◆ DATASET ◆
◇ ◇ ◇ ◇ ◇

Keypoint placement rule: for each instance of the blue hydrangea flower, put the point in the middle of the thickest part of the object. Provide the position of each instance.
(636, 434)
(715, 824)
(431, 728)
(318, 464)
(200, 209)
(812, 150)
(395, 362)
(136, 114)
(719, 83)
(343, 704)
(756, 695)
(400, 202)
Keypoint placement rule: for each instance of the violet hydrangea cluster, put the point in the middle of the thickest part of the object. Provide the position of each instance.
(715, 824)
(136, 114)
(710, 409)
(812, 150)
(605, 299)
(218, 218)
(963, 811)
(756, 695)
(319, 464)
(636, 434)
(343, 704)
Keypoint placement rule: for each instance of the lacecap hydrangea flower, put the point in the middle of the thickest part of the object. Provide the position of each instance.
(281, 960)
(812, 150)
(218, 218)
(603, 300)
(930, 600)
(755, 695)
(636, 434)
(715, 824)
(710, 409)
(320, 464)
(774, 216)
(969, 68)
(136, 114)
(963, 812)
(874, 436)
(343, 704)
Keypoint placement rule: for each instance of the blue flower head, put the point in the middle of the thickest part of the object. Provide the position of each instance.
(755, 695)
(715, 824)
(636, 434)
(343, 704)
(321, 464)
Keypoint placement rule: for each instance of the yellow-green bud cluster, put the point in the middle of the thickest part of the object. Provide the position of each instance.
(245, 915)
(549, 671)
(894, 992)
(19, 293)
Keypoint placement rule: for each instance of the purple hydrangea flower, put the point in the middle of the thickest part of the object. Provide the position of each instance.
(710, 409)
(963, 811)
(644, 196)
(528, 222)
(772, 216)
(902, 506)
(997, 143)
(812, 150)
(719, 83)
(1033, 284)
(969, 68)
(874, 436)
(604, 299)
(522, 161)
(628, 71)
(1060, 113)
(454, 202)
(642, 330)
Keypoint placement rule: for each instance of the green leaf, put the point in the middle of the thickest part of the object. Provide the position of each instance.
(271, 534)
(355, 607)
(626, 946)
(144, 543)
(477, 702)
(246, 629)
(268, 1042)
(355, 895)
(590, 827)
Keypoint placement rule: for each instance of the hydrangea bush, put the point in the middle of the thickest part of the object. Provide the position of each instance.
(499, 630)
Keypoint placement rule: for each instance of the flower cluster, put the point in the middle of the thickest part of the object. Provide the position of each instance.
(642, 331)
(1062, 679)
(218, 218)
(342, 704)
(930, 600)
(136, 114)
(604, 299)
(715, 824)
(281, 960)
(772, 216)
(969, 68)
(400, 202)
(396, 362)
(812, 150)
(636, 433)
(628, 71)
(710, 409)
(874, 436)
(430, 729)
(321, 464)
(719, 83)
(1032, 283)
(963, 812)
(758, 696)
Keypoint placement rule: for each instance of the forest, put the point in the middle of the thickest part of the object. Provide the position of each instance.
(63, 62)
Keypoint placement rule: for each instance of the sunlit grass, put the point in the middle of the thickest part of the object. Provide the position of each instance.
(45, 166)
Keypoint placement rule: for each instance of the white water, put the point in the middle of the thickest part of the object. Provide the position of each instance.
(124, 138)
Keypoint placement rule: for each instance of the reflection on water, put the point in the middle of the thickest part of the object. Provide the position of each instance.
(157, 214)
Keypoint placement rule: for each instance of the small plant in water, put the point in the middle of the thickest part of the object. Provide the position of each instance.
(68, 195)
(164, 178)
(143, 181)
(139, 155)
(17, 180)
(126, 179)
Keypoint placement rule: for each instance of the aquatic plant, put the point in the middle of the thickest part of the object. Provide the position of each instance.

◇ ◇ ◇ ◇ ◇

◆ REQUIRED TASK ◆
Reproduce all of the material above, line by line and word for word, without changing anything.

◆ ANSWER TO THE PROBLEM ◆
Keypoint placement rule: for each instance of the blue hydrangea flower, put the point in the middle of the thickest part of the object. Provide the position of each instance.
(636, 434)
(715, 824)
(431, 728)
(318, 464)
(200, 209)
(812, 150)
(395, 362)
(136, 114)
(719, 83)
(343, 704)
(756, 695)
(400, 202)
Keypoint placement rule: for each instance of the violet hydrangea cluster, put the point in the middle of the thickest part of the object. Provide the position of each instance.
(715, 824)
(136, 114)
(710, 409)
(812, 150)
(605, 299)
(218, 218)
(963, 811)
(756, 695)
(319, 464)
(636, 434)
(343, 704)
Keypoint placement rule: for each instance of the lacecap hydrangea flower, put the point in the middle of the thickest part of the object. Provide the position of each instance.
(281, 960)
(812, 150)
(218, 218)
(603, 300)
(930, 600)
(755, 695)
(636, 434)
(715, 824)
(710, 409)
(320, 464)
(774, 216)
(969, 68)
(136, 114)
(963, 812)
(874, 436)
(343, 704)
Keypoint placement rule: for each instance of the blue flower head, put the point in the middle of the thickest part of the object. Provide the position of each instance.
(755, 695)
(715, 824)
(636, 434)
(343, 704)
(321, 464)
Keypoint placement rule: for each instance of the yellow-green bud cluster, put the point in the middle of the thickest part of the object. Provide the position of each instance.
(245, 915)
(549, 671)
(894, 992)
(19, 293)
Keypoint placement rule: for each instance of the purple hydrangea flower, put the point in the middle of the thickest part of the object. Provide the position of each instance.
(710, 409)
(963, 811)
(644, 196)
(528, 222)
(772, 216)
(902, 506)
(997, 143)
(812, 150)
(719, 83)
(1033, 284)
(969, 68)
(874, 436)
(604, 299)
(522, 161)
(628, 71)
(1060, 113)
(454, 202)
(642, 330)
Keypoint placement rule: for each instance of the green leaf, put the point in the middle of the thickest part of the object. Provide the position of each instance.
(271, 534)
(355, 607)
(626, 946)
(144, 543)
(477, 702)
(246, 629)
(268, 1042)
(355, 895)
(590, 827)
Keypoint placement rule: for each instance of the hydrangea bush, put the point in the middle of the thickest part of the object. Provide the position of each instance.
(499, 630)
Keypoint placement rule: for each instance of the flower cluster, put the point in the middle of the thickest part of the object. Provide the position of each instance.
(642, 331)
(1062, 679)
(218, 218)
(342, 704)
(930, 600)
(136, 114)
(604, 299)
(715, 824)
(281, 960)
(772, 216)
(969, 68)
(400, 202)
(396, 362)
(812, 150)
(636, 433)
(628, 71)
(710, 409)
(874, 436)
(430, 729)
(321, 464)
(719, 83)
(1032, 283)
(963, 812)
(758, 696)
Keypoint placement rule: for each instance of the forest, put the point in the middle of the thickest part of the object. Provide the position of each instance.
(63, 62)
Keypoint placement rule: for each instance of the sunlit grass, put the point in the middle of the thickest part of the object. Provide the position of each instance.
(45, 166)
Keypoint placement rule: for each instance of the white water, put the point in the middle of the thickest part of the object. Provide the position of each instance.
(124, 138)
Keypoint placement rule: for each instance of the reflection on water, put the point in the middle of the thickest part of the object. Provide the position of each instance.
(157, 214)
Keypoint placement rule: for each instance of the small plant in water, put the point in the middle of the thickest part of the object. Provide the position of each instance.
(68, 195)
(164, 178)
(143, 181)
(139, 155)
(17, 180)
(126, 179)
Keypoint placement rule: for each instance of the aquatic plant, put the point in the middle of the thickest part of the object. Provide the position of each instance.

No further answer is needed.